Problem details: Copy out the lines between the one holding "Spot the balding" and the one holding "[[6, 56], [155, 82], [31, 240], [301, 101]]", inclusive, with the requests kept as they are. Shift each point coordinate in the answers by adding 125, and leave the sample coordinates in the requests unchanged.

------------------------------------------------------------

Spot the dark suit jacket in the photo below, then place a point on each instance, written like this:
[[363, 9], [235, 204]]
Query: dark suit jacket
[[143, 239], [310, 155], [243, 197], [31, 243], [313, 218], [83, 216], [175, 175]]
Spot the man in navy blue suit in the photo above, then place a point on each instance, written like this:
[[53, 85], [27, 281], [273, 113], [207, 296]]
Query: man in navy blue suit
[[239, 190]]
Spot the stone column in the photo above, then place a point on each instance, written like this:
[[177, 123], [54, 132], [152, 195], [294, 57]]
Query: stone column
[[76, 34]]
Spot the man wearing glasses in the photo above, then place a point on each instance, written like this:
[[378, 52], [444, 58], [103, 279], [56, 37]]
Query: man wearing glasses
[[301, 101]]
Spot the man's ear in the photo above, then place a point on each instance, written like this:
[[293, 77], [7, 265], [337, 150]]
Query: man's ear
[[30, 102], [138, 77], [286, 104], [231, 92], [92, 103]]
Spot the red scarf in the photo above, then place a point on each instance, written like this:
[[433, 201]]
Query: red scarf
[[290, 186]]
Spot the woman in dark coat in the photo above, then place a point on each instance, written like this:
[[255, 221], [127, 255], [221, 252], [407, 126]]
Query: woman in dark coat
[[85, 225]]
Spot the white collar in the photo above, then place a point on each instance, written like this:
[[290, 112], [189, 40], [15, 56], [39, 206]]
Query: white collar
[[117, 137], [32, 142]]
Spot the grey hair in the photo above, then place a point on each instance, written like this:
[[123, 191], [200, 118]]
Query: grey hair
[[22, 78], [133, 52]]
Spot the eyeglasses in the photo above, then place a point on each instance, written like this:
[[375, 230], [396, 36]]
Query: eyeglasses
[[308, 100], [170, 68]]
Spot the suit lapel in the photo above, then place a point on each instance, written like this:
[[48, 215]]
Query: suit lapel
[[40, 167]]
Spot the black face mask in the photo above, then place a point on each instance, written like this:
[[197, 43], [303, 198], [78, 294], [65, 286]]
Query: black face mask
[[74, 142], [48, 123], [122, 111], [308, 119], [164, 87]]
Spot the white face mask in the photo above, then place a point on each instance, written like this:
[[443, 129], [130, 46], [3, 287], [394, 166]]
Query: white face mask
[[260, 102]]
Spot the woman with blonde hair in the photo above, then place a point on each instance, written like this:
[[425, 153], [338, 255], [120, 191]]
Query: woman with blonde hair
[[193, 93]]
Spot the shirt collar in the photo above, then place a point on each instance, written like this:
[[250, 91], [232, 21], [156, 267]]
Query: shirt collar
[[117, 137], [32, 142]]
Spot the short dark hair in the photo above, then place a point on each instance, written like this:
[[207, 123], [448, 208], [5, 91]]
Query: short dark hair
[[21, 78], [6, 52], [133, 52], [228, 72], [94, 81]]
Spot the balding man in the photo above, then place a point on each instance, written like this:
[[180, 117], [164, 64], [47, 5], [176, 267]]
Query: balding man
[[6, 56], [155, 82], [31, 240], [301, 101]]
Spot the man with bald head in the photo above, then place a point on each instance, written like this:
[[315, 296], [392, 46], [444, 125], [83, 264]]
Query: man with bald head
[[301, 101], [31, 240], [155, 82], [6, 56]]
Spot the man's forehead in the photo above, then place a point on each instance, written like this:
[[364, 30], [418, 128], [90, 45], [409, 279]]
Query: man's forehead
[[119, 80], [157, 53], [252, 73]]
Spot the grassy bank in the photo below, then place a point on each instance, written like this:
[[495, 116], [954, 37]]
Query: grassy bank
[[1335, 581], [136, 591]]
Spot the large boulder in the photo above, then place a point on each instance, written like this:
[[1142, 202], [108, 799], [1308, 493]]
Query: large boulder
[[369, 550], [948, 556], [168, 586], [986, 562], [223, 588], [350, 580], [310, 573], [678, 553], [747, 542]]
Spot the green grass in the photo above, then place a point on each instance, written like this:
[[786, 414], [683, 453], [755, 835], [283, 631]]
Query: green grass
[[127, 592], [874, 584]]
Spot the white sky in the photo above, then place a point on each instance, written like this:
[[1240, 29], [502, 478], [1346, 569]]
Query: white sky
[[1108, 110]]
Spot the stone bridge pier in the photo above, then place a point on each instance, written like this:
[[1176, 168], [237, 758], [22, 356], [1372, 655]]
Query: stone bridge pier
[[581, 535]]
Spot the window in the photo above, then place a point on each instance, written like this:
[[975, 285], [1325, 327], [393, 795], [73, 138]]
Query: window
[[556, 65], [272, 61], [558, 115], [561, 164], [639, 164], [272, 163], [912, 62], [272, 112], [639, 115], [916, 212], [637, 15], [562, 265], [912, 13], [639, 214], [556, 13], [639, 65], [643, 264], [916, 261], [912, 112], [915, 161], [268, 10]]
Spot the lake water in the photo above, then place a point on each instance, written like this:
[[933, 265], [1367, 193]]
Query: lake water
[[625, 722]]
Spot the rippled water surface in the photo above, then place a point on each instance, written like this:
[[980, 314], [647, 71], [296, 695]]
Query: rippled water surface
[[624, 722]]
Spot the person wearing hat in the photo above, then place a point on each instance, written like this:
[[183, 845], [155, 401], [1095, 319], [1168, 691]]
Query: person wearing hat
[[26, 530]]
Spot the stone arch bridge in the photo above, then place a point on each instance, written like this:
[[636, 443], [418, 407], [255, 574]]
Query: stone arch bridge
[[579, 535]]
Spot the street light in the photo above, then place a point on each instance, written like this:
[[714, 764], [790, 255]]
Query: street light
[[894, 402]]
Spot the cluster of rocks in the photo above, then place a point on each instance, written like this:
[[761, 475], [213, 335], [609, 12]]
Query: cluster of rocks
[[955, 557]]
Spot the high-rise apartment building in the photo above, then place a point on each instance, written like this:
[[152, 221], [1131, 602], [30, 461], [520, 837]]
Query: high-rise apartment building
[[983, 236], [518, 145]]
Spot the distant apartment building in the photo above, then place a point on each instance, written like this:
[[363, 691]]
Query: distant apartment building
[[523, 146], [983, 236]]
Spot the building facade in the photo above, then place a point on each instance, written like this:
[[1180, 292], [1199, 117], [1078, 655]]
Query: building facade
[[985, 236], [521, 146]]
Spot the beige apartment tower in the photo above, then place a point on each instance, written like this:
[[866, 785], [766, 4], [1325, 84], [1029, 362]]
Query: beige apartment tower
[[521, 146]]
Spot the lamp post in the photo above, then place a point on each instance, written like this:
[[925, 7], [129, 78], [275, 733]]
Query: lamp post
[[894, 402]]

------------------------------------------------------------

Output:
Spot the balding man in the photo above, then place a point on each instance, written like this:
[[180, 117], [164, 64], [47, 5], [176, 267]]
Query: balding man
[[131, 181], [280, 207], [156, 365], [426, 226]]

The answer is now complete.